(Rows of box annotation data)
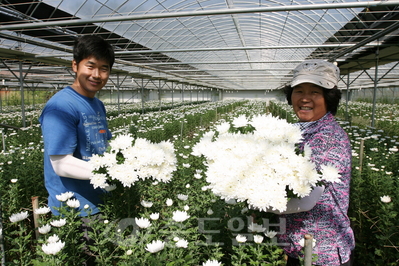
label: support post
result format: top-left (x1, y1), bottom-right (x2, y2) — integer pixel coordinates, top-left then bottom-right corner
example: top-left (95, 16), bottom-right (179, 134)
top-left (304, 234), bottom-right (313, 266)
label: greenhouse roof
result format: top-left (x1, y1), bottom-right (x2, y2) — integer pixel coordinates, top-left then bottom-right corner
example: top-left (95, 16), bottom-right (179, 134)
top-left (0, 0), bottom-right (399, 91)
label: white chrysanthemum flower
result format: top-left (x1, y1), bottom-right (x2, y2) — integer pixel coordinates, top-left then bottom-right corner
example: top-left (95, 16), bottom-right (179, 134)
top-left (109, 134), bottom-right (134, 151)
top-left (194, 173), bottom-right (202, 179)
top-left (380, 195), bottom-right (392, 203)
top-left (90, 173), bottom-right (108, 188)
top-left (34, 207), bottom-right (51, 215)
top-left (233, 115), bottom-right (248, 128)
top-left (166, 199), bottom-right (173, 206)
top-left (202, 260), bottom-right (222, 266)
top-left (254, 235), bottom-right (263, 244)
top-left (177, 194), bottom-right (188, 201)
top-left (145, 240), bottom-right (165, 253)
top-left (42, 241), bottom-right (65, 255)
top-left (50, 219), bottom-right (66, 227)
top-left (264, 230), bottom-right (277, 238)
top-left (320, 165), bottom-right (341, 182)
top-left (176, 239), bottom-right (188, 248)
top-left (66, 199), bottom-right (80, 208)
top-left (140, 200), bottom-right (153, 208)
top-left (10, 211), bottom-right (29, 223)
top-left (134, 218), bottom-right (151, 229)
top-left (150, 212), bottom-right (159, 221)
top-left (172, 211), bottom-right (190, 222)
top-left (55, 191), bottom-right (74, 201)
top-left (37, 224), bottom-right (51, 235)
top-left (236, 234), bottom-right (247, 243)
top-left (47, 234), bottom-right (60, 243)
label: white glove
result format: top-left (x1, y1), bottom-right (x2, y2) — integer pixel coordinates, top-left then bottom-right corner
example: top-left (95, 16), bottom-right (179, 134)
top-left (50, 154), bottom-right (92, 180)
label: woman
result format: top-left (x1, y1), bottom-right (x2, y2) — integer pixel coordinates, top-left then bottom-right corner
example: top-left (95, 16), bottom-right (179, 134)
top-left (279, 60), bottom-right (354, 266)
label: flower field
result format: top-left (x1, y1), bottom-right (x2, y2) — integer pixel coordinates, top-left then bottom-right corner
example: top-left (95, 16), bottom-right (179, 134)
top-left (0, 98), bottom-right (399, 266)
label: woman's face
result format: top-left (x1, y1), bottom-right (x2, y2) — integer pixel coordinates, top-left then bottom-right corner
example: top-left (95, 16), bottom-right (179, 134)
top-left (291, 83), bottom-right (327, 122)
* * *
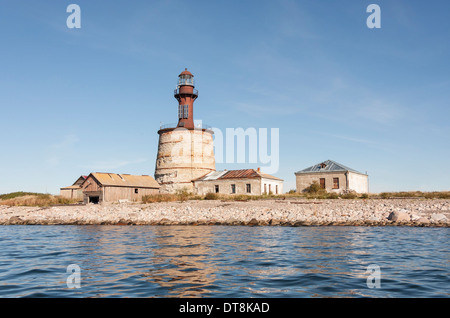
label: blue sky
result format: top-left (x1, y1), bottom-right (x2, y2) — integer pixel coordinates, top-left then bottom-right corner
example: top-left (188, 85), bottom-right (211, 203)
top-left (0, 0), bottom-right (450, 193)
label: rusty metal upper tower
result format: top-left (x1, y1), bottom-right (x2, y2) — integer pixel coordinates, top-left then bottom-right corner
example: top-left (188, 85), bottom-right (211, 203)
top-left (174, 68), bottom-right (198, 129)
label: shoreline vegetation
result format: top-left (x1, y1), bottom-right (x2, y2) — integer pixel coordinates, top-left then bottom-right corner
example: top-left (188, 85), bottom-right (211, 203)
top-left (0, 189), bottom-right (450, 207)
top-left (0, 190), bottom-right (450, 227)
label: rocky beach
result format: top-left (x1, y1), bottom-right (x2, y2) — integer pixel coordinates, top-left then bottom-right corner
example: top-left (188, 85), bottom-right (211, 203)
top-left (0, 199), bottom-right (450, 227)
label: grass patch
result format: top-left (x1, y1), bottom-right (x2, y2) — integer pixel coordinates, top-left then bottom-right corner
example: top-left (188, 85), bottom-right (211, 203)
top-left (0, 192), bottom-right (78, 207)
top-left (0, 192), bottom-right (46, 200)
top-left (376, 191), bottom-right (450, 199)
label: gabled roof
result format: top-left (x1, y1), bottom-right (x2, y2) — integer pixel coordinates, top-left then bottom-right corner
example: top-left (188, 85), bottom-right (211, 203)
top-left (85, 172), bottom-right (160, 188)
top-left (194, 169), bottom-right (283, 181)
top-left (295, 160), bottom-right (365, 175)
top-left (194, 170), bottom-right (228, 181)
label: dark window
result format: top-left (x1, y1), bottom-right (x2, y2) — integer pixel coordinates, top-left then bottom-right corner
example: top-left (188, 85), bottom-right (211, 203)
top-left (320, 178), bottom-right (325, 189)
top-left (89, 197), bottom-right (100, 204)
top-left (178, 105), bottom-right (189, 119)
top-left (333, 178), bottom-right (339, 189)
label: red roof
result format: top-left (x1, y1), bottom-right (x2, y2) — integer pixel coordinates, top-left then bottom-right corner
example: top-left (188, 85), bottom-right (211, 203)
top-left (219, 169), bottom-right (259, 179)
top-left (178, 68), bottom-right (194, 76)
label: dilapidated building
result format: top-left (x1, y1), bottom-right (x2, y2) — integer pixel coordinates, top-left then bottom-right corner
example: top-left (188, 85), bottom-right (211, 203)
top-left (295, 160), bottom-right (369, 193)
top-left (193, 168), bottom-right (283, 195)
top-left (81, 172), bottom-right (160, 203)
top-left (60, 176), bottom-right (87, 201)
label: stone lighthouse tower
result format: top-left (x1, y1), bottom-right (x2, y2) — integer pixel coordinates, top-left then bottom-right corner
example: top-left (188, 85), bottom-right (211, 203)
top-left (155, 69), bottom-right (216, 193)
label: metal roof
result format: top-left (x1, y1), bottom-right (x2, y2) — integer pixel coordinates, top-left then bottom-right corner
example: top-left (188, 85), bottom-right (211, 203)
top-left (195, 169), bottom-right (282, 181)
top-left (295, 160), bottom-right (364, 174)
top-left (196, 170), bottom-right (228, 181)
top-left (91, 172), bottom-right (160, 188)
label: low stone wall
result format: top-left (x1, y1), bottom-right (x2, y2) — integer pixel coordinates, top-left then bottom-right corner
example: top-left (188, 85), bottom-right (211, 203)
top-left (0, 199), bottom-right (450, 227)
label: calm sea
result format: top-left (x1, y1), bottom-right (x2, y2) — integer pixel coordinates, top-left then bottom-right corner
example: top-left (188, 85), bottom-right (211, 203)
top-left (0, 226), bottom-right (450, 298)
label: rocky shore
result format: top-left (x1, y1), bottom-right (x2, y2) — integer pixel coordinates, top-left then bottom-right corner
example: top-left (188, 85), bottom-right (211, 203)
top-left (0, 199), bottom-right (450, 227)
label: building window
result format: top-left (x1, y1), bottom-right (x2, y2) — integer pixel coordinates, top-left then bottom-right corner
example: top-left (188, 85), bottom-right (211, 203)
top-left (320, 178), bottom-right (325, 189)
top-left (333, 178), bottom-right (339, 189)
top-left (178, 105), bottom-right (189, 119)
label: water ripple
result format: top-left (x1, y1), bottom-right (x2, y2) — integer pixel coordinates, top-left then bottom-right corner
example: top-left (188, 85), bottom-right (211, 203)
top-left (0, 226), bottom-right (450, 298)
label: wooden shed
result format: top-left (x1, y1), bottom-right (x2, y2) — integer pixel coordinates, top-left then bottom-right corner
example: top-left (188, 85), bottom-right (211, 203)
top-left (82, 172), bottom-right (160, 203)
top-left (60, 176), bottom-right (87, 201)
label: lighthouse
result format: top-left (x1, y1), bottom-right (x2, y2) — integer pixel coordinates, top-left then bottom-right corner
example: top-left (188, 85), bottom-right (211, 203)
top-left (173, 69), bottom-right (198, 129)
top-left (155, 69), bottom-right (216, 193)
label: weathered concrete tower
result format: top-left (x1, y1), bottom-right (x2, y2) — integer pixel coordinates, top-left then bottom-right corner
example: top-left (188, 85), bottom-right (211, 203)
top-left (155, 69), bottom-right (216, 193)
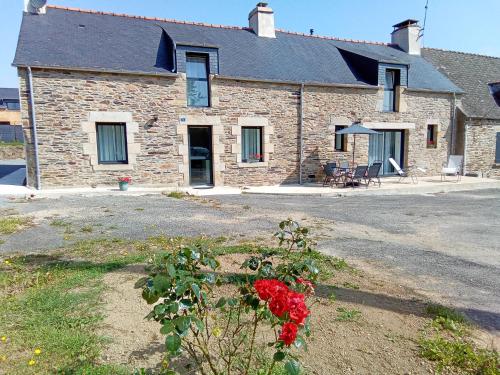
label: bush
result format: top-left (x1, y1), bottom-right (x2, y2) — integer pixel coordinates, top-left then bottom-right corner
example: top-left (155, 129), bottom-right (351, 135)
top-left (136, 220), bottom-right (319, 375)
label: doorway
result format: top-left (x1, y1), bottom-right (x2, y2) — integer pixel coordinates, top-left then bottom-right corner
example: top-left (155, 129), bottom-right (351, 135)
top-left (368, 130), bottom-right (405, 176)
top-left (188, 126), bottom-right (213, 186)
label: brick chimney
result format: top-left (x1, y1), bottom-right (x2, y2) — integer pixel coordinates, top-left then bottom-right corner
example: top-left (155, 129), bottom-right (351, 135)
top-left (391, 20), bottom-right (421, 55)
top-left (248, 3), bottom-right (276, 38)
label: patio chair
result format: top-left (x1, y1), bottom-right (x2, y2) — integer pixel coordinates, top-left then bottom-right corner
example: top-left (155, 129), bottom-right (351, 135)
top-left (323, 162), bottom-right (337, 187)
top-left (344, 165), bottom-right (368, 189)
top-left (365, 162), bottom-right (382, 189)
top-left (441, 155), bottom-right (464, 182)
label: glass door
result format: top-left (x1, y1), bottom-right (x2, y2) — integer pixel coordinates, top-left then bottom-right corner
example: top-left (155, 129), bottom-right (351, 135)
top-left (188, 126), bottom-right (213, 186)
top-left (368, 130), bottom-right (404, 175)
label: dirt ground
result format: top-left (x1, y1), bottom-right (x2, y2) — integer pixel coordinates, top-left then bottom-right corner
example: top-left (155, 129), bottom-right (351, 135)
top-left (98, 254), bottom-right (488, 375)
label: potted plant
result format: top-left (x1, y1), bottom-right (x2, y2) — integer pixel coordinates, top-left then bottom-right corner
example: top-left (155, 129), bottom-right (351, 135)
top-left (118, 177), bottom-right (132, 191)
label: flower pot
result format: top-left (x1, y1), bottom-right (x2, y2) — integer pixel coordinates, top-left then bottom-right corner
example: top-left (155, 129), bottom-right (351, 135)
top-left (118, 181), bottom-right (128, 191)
--
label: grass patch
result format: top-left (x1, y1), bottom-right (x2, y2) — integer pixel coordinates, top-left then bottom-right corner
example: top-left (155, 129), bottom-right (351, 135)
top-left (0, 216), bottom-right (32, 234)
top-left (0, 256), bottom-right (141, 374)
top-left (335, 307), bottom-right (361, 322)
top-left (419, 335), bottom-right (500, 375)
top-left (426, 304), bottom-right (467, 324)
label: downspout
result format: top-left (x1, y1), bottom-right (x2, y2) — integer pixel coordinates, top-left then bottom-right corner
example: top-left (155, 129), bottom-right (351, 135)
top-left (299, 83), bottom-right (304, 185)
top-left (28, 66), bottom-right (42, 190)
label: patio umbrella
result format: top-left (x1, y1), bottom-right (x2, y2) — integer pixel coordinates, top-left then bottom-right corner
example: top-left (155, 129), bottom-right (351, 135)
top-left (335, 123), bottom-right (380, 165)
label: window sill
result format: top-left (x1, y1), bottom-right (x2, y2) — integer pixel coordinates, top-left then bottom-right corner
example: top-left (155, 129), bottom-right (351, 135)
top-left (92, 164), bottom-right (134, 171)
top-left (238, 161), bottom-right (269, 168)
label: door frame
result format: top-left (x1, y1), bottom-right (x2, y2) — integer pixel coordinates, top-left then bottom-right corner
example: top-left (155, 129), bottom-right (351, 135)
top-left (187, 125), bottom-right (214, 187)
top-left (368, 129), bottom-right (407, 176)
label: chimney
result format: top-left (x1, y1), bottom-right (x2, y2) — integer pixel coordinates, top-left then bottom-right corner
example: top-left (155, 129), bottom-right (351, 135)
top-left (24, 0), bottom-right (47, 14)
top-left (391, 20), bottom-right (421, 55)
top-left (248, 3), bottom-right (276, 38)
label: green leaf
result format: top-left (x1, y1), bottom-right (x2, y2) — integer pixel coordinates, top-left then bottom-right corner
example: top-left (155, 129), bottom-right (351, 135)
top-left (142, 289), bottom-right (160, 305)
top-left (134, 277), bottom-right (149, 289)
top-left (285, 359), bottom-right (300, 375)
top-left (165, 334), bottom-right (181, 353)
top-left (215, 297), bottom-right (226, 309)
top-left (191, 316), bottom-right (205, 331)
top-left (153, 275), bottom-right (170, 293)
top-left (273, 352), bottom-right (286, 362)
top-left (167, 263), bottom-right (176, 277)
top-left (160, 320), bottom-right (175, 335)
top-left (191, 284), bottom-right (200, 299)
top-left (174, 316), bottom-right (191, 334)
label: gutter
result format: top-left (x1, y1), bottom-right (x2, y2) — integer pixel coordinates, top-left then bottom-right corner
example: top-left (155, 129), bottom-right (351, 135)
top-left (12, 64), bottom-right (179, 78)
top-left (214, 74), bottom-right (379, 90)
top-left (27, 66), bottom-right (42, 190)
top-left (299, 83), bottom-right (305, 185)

### TASK INSTRUCTIONS
Format the lines of the records from the line that contains "label: support post" to the line that contains "top-left (50, 154), bottom-right (92, 180)", inclusive, as a numbered list with blank lines omitted.

### ANSWER TO THIS PROBLEM
1. label: support post
2. result format: top-left (x1, y1), bottom-right (x2, y2) — integer pixel coordinates, top-left then bottom-right corner
3. example: top-left (95, 16), bottom-right (179, 134)
4. top-left (304, 234), bottom-right (313, 266)
5. label: greenhouse roof
6. result format: top-left (x1, y1), bottom-right (x2, y2) — integer pixel coordinates, top-left then bottom-right corner
7. example: top-left (95, 16), bottom-right (179, 134)
8. top-left (0, 0), bottom-right (399, 91)
9. label: white chrysanthemum flower
10. result format: top-left (x1, y1), bottom-right (x2, y2) — integer pixel coordinates, top-left then bottom-right corner
11. example: top-left (95, 16), bottom-right (179, 134)
12. top-left (109, 134), bottom-right (134, 151)
13. top-left (194, 173), bottom-right (202, 179)
14. top-left (380, 195), bottom-right (392, 203)
15. top-left (90, 173), bottom-right (108, 188)
16. top-left (34, 207), bottom-right (51, 215)
17. top-left (233, 115), bottom-right (248, 128)
18. top-left (166, 199), bottom-right (173, 206)
19. top-left (202, 260), bottom-right (222, 266)
20. top-left (254, 235), bottom-right (263, 244)
21. top-left (177, 194), bottom-right (188, 201)
22. top-left (145, 240), bottom-right (165, 253)
23. top-left (42, 241), bottom-right (65, 255)
24. top-left (50, 219), bottom-right (66, 227)
25. top-left (264, 230), bottom-right (277, 238)
26. top-left (320, 165), bottom-right (341, 182)
27. top-left (176, 239), bottom-right (188, 248)
28. top-left (66, 199), bottom-right (80, 208)
29. top-left (140, 200), bottom-right (153, 208)
30. top-left (10, 211), bottom-right (29, 223)
31. top-left (134, 218), bottom-right (151, 229)
32. top-left (150, 212), bottom-right (159, 221)
33. top-left (172, 211), bottom-right (190, 222)
34. top-left (55, 191), bottom-right (74, 201)
35. top-left (37, 224), bottom-right (51, 235)
36. top-left (236, 234), bottom-right (247, 243)
37. top-left (47, 234), bottom-right (60, 243)
38. label: white glove
39. result format: top-left (x1, y1), bottom-right (x2, y2) — integer pixel coordinates, top-left then bottom-right corner
40. example: top-left (95, 16), bottom-right (179, 134)
41. top-left (50, 154), bottom-right (92, 180)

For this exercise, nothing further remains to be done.